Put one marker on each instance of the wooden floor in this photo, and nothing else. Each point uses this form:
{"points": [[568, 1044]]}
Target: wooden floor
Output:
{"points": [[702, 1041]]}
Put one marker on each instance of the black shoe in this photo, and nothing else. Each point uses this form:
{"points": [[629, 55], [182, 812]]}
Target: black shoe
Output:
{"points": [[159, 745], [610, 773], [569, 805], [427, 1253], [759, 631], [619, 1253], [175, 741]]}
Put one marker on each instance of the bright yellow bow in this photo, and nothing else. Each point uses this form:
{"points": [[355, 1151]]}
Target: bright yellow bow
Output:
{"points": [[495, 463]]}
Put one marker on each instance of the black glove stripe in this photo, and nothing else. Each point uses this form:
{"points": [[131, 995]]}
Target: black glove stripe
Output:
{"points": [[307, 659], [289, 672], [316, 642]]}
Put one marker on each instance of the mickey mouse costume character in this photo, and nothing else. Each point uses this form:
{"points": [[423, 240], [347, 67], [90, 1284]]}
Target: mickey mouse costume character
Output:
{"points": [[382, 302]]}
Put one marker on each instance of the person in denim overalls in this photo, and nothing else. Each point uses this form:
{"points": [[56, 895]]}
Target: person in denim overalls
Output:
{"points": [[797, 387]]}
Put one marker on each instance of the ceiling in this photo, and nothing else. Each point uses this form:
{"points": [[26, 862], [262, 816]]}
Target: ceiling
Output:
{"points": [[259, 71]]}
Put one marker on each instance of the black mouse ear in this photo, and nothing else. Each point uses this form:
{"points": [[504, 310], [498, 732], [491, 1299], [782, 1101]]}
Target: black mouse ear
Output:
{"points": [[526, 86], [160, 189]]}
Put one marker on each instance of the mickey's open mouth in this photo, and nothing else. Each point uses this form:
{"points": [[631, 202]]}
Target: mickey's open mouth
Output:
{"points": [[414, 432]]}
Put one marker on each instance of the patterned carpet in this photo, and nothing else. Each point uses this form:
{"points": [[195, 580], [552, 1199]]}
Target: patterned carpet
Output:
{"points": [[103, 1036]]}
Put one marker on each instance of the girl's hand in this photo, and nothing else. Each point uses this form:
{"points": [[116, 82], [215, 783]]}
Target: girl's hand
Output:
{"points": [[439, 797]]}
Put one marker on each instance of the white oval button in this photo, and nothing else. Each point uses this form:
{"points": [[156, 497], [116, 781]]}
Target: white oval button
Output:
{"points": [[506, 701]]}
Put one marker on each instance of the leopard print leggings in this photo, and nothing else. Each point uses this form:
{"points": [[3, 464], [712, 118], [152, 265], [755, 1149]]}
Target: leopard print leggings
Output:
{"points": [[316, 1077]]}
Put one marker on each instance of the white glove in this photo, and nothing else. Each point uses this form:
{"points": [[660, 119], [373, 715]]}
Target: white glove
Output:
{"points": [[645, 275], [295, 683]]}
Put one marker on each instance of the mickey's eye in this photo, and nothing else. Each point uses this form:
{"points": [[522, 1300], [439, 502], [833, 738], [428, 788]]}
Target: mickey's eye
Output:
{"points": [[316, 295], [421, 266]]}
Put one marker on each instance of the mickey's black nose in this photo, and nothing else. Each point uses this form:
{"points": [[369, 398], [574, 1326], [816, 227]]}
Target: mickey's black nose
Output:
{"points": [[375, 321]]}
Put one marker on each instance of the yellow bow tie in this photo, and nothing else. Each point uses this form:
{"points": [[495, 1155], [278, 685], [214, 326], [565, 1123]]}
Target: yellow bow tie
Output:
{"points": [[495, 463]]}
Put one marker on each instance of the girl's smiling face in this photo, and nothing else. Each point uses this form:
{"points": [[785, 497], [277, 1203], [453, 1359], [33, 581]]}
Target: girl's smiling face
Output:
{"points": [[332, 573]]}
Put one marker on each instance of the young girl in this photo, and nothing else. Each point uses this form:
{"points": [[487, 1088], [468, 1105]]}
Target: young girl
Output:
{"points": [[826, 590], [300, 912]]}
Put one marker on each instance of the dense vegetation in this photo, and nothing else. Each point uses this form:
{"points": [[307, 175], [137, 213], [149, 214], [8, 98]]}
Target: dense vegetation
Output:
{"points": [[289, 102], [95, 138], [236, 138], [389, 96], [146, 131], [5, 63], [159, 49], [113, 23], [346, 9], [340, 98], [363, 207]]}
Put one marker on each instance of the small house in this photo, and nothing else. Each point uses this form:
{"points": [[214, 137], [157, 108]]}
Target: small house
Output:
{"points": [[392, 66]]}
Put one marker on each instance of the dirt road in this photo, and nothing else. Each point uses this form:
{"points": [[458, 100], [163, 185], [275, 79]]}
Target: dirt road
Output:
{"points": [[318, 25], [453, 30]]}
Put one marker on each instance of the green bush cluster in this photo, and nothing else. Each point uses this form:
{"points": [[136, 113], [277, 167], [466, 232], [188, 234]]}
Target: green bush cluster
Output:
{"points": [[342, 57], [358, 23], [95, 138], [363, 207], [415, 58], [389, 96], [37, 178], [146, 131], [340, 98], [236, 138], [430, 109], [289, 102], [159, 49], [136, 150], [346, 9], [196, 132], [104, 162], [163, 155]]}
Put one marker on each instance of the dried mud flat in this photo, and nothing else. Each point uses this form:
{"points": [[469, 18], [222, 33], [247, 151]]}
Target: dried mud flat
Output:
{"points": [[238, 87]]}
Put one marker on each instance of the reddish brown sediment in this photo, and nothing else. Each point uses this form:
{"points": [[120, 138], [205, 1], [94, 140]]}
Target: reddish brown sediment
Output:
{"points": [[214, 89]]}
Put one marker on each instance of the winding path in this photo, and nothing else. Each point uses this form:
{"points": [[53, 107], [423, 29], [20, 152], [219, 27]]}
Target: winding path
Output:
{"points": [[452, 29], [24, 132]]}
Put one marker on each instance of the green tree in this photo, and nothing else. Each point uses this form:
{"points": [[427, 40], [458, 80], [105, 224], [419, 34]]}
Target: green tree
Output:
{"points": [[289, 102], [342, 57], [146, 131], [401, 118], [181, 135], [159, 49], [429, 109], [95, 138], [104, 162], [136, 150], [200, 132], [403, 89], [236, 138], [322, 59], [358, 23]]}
■ ■ ■
• _Problem_:
Each entry above is to be quoted exactly.

• _Solved problem_:
Put one marker on each instance of the wooden floor in this photo, and nothing else. Each point uses this form:
{"points": [[568, 1044]]}
Target: wooden floor
Output:
{"points": [[702, 1041]]}
Put one marker on each instance of the black shoe in this photo, and nothing else. Each point uses this form:
{"points": [[629, 55], [182, 812]]}
Target: black shoe
Output:
{"points": [[159, 745], [610, 773], [569, 805], [427, 1253], [759, 631], [619, 1253], [175, 741]]}
Put one marker on each instance of the bright yellow bow in this photo, and nothing else. Each point uses this form:
{"points": [[355, 1151]]}
Target: bright yellow bow
Output:
{"points": [[495, 463]]}
Put one marker on each instance of the black glove stripe in this photo, and nothing else. Each point uses this form:
{"points": [[131, 995]]}
Target: black glove stripe
Output:
{"points": [[307, 659], [289, 672], [316, 642]]}
Put one marker on each instance of the mickey mouse costume character in this photo, and nothing else. Each point uses this form:
{"points": [[423, 240], [347, 67], [90, 1284]]}
Target: mickey mouse costume character
Output:
{"points": [[382, 302]]}
Put one marker on each instance of the person in denim overalls in this photo, and nothing else. Each point uses this form:
{"points": [[56, 895]]}
Target: person in denim overalls
Output:
{"points": [[797, 387]]}
Put one marker on each instance of the ceiling in this photo, and nothing else. Each point uses this form:
{"points": [[26, 862], [262, 816]]}
Target: ceiling
Output:
{"points": [[259, 71]]}
Put one marker on each instance of the black mouse ear in this photo, and nothing else. Each point uses this form:
{"points": [[504, 310], [498, 732], [491, 1299], [782, 1101]]}
Target: black mouse ear
Output:
{"points": [[526, 86], [160, 189]]}
Put one marker on each instance of the mickey's open mouth in this photo, and nothing else. Each point uses this form:
{"points": [[631, 202]]}
Target: mickey's open mouth
Output:
{"points": [[414, 432]]}
Put one marker on each instance of the patterned carpet in this photo, and nothing else. Each point uses this form:
{"points": [[195, 580], [552, 1199]]}
Target: patterned carpet
Output:
{"points": [[103, 1036]]}
Put one marker on each instance of the girl's hand in this photo, and nothing else. Each point uses this form:
{"points": [[116, 82], [215, 783]]}
Target: girl's hand
Output:
{"points": [[439, 797]]}
Put one marker on each instance of the white oval button in this photo, and nothing else. Each point uses this form:
{"points": [[156, 497], [116, 781]]}
Target: white oval button
Output:
{"points": [[506, 701]]}
Put one marker on each instance of the leopard print leggings in this photo, and nothing else. Each point uses this form:
{"points": [[3, 464], [712, 118], [152, 265], [755, 1149]]}
Target: leopard print leggings
Output:
{"points": [[316, 1077]]}
Put one marker on each instance of the white glove in this photo, and nothing else. Each point uses this form:
{"points": [[660, 119], [373, 715]]}
Target: white glove
Output:
{"points": [[645, 275], [295, 683]]}
Put one marker on each instance of the mickey's eye in this photo, and nothing else. Each point uses this form:
{"points": [[522, 1300], [439, 502], [833, 738], [428, 788]]}
Target: mickey's eye
Output:
{"points": [[316, 295], [421, 266]]}
Put one marker on each instance of the mickey's black nose in this photo, and nothing else. Each point uses this form:
{"points": [[369, 398], [574, 1326], [816, 227]]}
Target: mickey's black nose
Output:
{"points": [[375, 321]]}
Put one marker on each instance of the yellow bow tie in this photo, and nothing else. Each point uses this form:
{"points": [[495, 1155], [278, 685], [214, 326], [565, 1123]]}
Target: yellow bow tie
Output:
{"points": [[495, 463]]}
Put one marker on each instance of the girl's smiling face in this photo, and nothing else. Each point uses this form:
{"points": [[785, 497], [277, 1203], [453, 1359], [33, 581]]}
Target: girl's smiling face
Output:
{"points": [[332, 573]]}
Put one marker on each instance of the young girl in this photo, and nothing else. Each point uses this form:
{"points": [[487, 1088], [468, 1105]]}
Target: young girl
Output:
{"points": [[826, 590], [300, 912]]}
Put one marker on each instance of the dense vegetation in this photo, and nothing else. Each point uses this form:
{"points": [[307, 175], [137, 213], [149, 214], [8, 98]]}
Target: dense vegetation
Output:
{"points": [[289, 102], [95, 138], [236, 138], [389, 96], [146, 131], [5, 63], [159, 49], [113, 23], [346, 9], [340, 98], [363, 207]]}
Put one marker on each instance of the small house in this photo, and nothing else. Each point uses this form:
{"points": [[214, 137], [157, 108]]}
Target: small house
Output:
{"points": [[392, 66]]}
Put one marker on each instance of the dirt road in this photo, and nothing else. Each point uses this form:
{"points": [[458, 100], [163, 185], [275, 79]]}
Target: dirt road
Output:
{"points": [[318, 25], [453, 30]]}
Put one marker on each instance of the green bush cluster in this photo, and nothing else. Each point uses this form:
{"points": [[136, 113], [277, 167], [466, 232], [188, 234]]}
Target: green bush cluster
Output:
{"points": [[342, 57], [358, 23], [95, 138], [363, 207], [415, 58], [389, 96], [37, 178], [146, 131], [340, 98], [236, 138], [430, 109], [289, 102], [159, 49], [136, 150], [346, 9], [196, 132], [104, 162], [163, 155]]}
Put one marker on each instance of the dried mud flat in this photo, and nothing else. Each point uses this form:
{"points": [[469, 18], [222, 33], [247, 151]]}
Target: dried mud flat
Output:
{"points": [[238, 87]]}
Put one marker on each instance of the reddish brown sediment in this photo, and nothing else. Each point uses this form:
{"points": [[120, 138], [205, 1], [94, 140]]}
Target: reddish brown sediment
Output:
{"points": [[214, 89]]}
Put one marker on each instance of the winding path in this photo, and nothing else. Each point uses this form:
{"points": [[53, 107], [423, 29], [20, 152], [219, 27]]}
Target: winding path
Output:
{"points": [[452, 29], [24, 132]]}
Put one marker on each instance of the green tree in this photo, and nothing else. Each point uses this form:
{"points": [[427, 40], [458, 80], [105, 224], [419, 34]]}
Target: green tree
Output:
{"points": [[289, 102], [342, 57], [146, 131], [401, 118], [181, 135], [159, 49], [429, 109], [95, 138], [104, 162], [136, 150], [200, 132], [403, 89], [236, 138], [322, 59], [358, 23]]}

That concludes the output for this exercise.